▶ **Exercise aim**
Render every line of the entries below as a string in a single JSON list, with one string per line and any blank lines left out.
***
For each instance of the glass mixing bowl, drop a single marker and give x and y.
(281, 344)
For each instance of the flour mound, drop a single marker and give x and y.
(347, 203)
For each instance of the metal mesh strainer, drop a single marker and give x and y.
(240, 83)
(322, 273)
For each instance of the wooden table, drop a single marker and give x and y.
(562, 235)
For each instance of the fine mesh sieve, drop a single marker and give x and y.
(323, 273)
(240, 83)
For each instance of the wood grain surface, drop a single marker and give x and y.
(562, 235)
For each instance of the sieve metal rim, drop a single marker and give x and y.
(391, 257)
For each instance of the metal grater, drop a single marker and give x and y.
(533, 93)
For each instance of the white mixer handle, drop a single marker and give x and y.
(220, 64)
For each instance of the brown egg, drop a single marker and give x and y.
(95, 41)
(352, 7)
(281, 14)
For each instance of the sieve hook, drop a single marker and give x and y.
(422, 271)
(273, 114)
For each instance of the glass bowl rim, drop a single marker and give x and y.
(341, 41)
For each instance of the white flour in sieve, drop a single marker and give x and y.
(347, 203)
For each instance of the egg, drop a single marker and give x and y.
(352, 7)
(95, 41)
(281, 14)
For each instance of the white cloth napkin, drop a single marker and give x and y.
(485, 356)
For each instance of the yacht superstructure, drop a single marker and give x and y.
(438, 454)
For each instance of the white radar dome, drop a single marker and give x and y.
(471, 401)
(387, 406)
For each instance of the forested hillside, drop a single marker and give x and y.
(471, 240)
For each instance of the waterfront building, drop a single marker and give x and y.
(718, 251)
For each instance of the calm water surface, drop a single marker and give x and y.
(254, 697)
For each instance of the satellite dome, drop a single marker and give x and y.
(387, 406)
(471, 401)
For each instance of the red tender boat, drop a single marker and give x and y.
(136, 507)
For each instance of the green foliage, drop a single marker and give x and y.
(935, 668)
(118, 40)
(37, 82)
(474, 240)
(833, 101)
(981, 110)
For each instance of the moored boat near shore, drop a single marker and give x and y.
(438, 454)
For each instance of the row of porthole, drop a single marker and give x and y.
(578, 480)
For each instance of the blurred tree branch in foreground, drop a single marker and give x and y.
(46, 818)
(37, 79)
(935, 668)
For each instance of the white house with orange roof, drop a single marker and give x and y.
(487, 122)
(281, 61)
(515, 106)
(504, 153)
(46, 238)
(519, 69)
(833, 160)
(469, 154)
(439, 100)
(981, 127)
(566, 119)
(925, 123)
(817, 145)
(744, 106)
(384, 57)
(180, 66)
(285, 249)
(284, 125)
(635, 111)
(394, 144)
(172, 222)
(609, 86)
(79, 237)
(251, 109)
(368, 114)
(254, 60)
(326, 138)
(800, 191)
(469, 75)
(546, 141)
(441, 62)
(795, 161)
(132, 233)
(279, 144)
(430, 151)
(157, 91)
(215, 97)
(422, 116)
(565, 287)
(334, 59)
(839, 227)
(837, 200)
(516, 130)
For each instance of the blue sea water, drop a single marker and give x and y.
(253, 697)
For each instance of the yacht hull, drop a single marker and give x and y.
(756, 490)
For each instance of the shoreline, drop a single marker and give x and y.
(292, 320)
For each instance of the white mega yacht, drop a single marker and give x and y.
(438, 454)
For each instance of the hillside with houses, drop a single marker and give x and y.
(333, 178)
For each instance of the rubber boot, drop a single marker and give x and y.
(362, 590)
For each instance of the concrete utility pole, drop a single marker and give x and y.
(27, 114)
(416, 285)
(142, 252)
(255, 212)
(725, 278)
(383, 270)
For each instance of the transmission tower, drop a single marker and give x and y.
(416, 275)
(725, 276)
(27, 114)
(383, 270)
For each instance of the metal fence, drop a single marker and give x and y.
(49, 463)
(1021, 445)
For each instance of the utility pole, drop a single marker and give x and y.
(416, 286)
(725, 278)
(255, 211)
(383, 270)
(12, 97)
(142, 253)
***
▶ **Exercise response**
[
  "For each instance of the glass mixing bowl, drop a single marker and give x and y.",
  "(281, 344)",
  "For each instance of the flour mound, drop a single marker and give x and y.",
  "(347, 203)",
  "For each instance of the metal mesh strainer, drop a single marker and give x and y.",
  "(240, 83)",
  "(322, 273)",
  "For each instance of the wooden table, drop a single marker and give x and y.",
  "(562, 235)",
  "For each instance of the fine mesh sieve, drop a single marker and give x and y.",
  "(323, 273)",
  "(240, 83)",
  "For each instance of the wood grain surface, drop a single marker and give x and y.",
  "(562, 235)",
  "For each instance of the sieve metal rim, drop a single marker and give x and y.",
  "(391, 257)",
  "For each instance of the metal grater, drop a single marker and give x and y.",
  "(533, 93)",
  "For each instance of the white mixer handle, drop a single marker and give x and y.",
  "(220, 64)",
  "For each instance of the brown egg, drop a single marker and give x and y.",
  "(95, 41)",
  "(352, 7)",
  "(281, 14)",
  "For each instance of the sieve hook, drop a single marker and give x and y.",
  "(422, 271)",
  "(273, 114)",
  "For each instance of the glass bowl rim, drop a single marker and give x and y.",
  "(341, 41)",
  "For each instance of the white flour in sieve, drop a single marker and give x and y.",
  "(347, 203)",
  "For each instance of the egg, drop a single marker and give x and y.",
  "(352, 7)",
  "(95, 41)",
  "(281, 14)",
  "For each instance of the white cloth napkin, drop a single marker and give x and y.",
  "(485, 356)",
  "For each instance of the yacht superstructure, drop a single marker and give x and y.",
  "(438, 454)",
  "For each instance of the white radar dome, drop a single marker and give x and y.",
  "(471, 401)",
  "(387, 406)",
  "For each instance of the forested hillside, drop a single marker and give x and y.",
  "(471, 240)",
  "For each instance of the waterfront building, drop a single marker and give x and y.",
  "(718, 251)",
  "For each instance of the calm water surface, drop a single marker and give x and y.",
  "(254, 697)",
  "For each instance of the satellite dome, drop a single marker and give x and y.",
  "(387, 406)",
  "(471, 401)",
  "For each instance of the red tender boat, drop a single marker and give x and y.",
  "(136, 507)",
  "For each instance of the green foliage, drop a single marker and give x and y.",
  "(935, 668)",
  "(118, 40)",
  "(37, 82)",
  "(474, 240)",
  "(833, 101)",
  "(981, 110)",
  "For each instance of the moored boat near shore, drop a single marker and give x and y.",
  "(438, 454)",
  "For each instance of the row of porthole, drop a single marker and give x and y.",
  "(578, 480)",
  "For each instance of the blurred tree branch in foreground, drop a single marker and give x and y.",
  "(46, 818)",
  "(37, 79)",
  "(935, 668)",
  "For each instance of the white house with orange roof, drop a single marker and give x and y.",
  "(487, 122)",
  "(281, 61)",
  "(515, 106)",
  "(504, 153)",
  "(46, 238)",
  "(519, 69)",
  "(833, 160)",
  "(469, 154)",
  "(439, 100)",
  "(981, 127)",
  "(566, 119)",
  "(925, 123)",
  "(817, 145)",
  "(744, 106)",
  "(384, 57)",
  "(180, 66)",
  "(285, 249)",
  "(284, 125)",
  "(635, 111)",
  "(394, 144)",
  "(172, 222)",
  "(609, 86)",
  "(79, 237)",
  "(251, 109)",
  "(368, 114)",
  "(254, 60)",
  "(326, 138)",
  "(800, 191)",
  "(469, 75)",
  "(546, 141)",
  "(441, 62)",
  "(795, 161)",
  "(132, 233)",
  "(279, 144)",
  "(430, 151)",
  "(157, 91)",
  "(215, 97)",
  "(422, 116)",
  "(565, 287)",
  "(334, 59)",
  "(839, 227)",
  "(837, 200)",
  "(516, 130)",
  "For each instance of the blue sea water, drop a single marker and give x and y.",
  "(253, 697)",
  "For each instance of the yacht hull, drop a single marker and give x and y.",
  "(756, 490)",
  "For each instance of the shoreline, drop a single marker and give x and y.",
  "(292, 320)",
  "For each instance of the white mega yacht, drop a single marker and give x and y.",
  "(438, 454)",
  "For each instance of the hillside with houses, drop a single marker and give x and y.",
  "(333, 178)",
  "For each instance of the rubber boot, drop a single marker and give x and y.",
  "(362, 590)",
  "For each instance of the concrete utility pole, drop a single marker and give x and y.",
  "(27, 114)",
  "(416, 285)",
  "(142, 252)",
  "(255, 212)",
  "(725, 278)",
  "(383, 270)",
  "For each instance of the transmission tower, drop a single marker and give x and y.",
  "(416, 275)",
  "(725, 276)",
  "(27, 114)",
  "(383, 270)",
  "For each instance of the metal fence, drop a single marker and give x and y.",
  "(49, 463)",
  "(1021, 445)",
  "For each instance of the utility pole, drop a single marker and give x and y.",
  "(416, 286)",
  "(725, 278)",
  "(255, 211)",
  "(383, 270)",
  "(12, 97)",
  "(142, 253)"
]